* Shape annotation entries
※

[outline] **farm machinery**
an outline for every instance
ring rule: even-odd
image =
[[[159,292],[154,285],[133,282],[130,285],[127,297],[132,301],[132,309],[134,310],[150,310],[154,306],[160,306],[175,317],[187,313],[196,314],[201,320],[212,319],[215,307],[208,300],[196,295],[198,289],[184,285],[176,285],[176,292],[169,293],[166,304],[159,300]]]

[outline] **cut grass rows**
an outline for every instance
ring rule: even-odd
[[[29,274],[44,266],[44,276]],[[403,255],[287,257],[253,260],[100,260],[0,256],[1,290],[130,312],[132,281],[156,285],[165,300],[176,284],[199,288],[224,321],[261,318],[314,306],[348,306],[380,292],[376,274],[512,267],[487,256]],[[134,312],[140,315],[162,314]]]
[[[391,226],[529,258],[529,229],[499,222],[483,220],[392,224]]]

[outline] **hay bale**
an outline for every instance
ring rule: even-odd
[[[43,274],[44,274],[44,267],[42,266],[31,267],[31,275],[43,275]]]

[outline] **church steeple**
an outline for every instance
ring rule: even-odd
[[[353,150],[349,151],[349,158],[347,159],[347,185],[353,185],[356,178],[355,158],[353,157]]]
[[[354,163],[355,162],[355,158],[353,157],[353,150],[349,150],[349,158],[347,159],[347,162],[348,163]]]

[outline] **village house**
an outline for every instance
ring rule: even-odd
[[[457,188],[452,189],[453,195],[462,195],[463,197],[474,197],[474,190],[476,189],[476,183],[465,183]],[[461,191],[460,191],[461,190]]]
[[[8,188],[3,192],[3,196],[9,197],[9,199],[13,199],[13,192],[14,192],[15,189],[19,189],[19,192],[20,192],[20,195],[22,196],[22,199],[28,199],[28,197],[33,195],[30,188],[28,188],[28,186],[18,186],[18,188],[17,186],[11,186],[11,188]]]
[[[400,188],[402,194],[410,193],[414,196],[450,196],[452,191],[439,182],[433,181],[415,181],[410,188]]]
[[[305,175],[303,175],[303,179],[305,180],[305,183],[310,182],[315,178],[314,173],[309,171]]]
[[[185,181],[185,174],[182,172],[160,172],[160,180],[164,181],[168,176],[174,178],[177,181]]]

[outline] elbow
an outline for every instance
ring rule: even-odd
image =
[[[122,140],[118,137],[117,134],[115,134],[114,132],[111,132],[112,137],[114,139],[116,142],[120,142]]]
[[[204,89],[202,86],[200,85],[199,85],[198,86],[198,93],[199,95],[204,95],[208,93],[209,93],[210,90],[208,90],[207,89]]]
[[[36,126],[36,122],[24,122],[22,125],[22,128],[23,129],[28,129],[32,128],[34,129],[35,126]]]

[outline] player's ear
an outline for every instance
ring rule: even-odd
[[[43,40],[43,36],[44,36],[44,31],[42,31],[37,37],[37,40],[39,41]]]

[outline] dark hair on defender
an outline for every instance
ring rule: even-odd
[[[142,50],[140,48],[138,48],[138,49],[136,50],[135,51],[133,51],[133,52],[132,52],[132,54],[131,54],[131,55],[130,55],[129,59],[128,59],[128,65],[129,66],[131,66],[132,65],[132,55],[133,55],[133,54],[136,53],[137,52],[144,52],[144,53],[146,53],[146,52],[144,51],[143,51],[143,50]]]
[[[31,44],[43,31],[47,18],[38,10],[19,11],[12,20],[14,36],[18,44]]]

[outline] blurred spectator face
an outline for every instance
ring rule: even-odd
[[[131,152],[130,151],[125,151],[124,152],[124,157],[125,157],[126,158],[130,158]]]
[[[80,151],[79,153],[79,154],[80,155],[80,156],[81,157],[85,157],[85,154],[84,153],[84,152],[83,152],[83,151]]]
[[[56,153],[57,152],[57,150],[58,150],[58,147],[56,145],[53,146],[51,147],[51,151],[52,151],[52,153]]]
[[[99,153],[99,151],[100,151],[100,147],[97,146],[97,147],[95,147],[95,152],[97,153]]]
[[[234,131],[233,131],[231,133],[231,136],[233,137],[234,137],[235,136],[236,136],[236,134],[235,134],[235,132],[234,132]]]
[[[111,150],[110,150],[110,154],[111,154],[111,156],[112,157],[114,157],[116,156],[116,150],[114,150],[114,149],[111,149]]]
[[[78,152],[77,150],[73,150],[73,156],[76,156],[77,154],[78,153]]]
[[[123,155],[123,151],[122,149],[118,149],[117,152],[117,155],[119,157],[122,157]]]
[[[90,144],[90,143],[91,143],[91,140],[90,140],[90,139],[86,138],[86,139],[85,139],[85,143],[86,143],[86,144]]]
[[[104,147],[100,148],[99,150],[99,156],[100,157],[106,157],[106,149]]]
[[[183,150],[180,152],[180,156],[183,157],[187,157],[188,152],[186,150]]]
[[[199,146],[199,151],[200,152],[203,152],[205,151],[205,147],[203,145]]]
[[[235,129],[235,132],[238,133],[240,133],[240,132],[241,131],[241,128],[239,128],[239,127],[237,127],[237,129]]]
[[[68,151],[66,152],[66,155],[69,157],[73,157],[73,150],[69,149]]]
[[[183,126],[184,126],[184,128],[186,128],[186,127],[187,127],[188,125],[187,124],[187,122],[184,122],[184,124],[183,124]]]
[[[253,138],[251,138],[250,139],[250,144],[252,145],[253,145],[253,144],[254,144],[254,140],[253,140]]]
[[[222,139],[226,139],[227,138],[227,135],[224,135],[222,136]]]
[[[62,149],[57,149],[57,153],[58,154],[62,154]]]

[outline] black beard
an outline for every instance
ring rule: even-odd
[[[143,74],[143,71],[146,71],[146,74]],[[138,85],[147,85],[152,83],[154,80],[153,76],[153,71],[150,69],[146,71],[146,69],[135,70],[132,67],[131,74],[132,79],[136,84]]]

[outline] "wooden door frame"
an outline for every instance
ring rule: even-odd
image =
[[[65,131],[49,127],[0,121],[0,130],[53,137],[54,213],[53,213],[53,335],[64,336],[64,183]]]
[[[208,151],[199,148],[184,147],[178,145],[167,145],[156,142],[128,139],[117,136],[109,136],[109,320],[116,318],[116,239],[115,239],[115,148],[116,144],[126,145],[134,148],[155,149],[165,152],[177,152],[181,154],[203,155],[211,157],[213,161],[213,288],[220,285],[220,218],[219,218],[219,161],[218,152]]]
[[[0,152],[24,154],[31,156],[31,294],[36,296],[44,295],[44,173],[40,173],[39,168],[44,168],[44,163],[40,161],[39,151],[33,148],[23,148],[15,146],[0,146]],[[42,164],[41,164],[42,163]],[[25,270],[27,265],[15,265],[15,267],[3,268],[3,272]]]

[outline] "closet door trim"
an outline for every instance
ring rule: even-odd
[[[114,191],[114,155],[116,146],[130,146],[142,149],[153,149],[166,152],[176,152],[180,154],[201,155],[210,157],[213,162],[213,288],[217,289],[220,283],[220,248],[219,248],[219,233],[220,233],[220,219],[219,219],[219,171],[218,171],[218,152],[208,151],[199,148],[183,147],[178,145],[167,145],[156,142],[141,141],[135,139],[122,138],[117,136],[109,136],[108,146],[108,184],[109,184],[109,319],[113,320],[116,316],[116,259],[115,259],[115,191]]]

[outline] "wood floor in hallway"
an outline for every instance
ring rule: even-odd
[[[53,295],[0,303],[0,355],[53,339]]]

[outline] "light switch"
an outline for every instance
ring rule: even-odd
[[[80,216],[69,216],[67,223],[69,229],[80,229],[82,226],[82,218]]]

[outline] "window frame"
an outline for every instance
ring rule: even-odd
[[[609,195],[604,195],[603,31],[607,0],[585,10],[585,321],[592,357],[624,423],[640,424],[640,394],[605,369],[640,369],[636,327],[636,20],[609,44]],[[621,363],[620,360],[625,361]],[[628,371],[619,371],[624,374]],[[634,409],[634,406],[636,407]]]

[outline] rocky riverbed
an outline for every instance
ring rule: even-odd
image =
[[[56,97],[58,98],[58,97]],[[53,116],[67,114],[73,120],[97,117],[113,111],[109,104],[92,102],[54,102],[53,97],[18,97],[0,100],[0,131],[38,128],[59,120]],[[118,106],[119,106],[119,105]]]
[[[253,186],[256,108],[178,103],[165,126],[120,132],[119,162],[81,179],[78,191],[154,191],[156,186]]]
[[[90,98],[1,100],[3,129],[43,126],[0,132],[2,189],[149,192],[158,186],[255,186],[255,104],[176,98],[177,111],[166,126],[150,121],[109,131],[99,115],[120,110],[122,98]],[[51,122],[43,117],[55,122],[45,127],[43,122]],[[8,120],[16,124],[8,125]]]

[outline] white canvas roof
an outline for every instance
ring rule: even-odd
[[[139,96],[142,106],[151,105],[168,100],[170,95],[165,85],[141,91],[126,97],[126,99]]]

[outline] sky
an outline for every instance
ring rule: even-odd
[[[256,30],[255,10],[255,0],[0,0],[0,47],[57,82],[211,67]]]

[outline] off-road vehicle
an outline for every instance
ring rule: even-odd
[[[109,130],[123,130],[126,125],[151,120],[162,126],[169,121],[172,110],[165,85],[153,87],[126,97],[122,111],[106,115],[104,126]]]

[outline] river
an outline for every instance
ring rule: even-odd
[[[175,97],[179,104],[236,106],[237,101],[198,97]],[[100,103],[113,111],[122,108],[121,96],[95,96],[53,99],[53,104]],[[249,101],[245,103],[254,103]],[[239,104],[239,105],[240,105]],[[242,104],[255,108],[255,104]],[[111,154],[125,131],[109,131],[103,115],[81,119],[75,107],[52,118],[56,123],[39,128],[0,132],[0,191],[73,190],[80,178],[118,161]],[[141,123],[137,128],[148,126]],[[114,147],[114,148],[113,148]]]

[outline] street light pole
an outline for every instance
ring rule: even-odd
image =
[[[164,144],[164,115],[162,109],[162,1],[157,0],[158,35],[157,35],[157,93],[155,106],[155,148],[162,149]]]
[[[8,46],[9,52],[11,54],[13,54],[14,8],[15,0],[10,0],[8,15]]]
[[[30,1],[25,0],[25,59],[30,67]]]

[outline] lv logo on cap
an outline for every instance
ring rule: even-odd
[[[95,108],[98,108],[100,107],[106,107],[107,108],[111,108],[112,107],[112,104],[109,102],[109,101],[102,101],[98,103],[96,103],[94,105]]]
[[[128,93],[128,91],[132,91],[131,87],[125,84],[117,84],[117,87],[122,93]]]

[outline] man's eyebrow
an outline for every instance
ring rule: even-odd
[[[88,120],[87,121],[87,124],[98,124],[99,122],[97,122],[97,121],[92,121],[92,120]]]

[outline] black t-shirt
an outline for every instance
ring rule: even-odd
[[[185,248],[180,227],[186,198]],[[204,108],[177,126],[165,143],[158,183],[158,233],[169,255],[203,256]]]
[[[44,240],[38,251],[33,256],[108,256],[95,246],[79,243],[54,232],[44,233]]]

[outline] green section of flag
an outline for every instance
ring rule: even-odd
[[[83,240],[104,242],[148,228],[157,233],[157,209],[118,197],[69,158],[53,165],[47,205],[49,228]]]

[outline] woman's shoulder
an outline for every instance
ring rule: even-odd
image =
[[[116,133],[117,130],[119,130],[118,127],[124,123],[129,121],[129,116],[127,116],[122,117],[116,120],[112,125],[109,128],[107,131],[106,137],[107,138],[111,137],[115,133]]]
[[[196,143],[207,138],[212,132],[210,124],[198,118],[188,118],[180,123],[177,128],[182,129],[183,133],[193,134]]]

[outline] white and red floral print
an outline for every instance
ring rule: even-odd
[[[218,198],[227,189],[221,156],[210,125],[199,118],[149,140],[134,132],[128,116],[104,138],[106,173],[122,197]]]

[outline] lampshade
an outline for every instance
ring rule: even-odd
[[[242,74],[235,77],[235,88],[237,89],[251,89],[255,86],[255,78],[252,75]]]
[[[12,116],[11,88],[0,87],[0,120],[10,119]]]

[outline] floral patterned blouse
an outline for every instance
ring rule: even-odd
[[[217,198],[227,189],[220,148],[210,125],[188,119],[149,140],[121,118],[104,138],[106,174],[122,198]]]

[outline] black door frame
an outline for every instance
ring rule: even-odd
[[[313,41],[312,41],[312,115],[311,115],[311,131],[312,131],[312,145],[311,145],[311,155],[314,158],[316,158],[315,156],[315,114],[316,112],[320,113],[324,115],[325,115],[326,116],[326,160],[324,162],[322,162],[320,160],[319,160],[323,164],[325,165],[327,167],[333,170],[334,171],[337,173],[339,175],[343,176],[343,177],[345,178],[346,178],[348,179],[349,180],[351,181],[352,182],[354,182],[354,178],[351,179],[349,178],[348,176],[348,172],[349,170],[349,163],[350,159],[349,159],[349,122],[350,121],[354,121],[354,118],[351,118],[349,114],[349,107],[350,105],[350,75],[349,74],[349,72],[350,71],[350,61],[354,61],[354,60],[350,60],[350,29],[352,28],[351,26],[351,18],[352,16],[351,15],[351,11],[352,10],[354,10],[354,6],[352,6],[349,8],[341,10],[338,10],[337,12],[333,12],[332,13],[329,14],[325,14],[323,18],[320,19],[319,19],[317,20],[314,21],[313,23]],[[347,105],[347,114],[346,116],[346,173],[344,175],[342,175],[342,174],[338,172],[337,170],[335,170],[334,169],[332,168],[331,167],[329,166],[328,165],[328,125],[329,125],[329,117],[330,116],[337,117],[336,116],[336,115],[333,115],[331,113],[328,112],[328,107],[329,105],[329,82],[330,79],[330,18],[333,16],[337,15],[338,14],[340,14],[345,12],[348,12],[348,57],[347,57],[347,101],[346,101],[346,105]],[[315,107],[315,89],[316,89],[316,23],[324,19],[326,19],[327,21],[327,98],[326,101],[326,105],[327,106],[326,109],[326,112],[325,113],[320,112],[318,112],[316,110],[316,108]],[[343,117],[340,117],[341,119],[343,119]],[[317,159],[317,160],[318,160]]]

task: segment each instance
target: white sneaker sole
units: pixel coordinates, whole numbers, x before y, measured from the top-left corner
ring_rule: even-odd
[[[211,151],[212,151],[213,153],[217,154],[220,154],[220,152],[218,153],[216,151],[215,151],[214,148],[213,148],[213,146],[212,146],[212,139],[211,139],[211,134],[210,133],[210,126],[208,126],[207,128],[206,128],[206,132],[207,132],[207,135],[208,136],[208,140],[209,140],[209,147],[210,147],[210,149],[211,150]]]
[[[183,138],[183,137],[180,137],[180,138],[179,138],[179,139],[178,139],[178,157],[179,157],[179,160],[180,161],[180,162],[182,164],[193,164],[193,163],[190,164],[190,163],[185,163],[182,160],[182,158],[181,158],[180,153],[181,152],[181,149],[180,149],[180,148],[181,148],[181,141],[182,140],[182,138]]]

※

* EXERCISE DIRECTIONS
Return, word for word, every line from the line with "task: segment each instance" to the final line of the data.

* CORRECT RESULT
task: segment each instance
target: white sneaker sole
units: pixel coordinates, whole numbers, x before y, measured from the top-left corner
ring_rule: even-odd
[[[211,151],[212,151],[213,153],[217,154],[220,154],[220,152],[218,153],[216,151],[215,151],[214,148],[213,148],[213,146],[212,146],[212,139],[211,139],[211,134],[210,133],[210,126],[208,126],[207,128],[206,128],[206,132],[207,132],[207,135],[208,136],[208,140],[209,140],[209,147],[210,147],[210,149],[211,150]]]
[[[183,138],[183,137],[180,137],[180,138],[179,138],[179,139],[178,139],[178,157],[179,157],[179,160],[180,161],[180,162],[182,164],[193,164],[193,163],[190,164],[190,163],[185,163],[182,160],[182,158],[181,158],[180,153],[181,152],[181,149],[180,149],[180,148],[181,148],[181,141],[182,140],[182,138]]]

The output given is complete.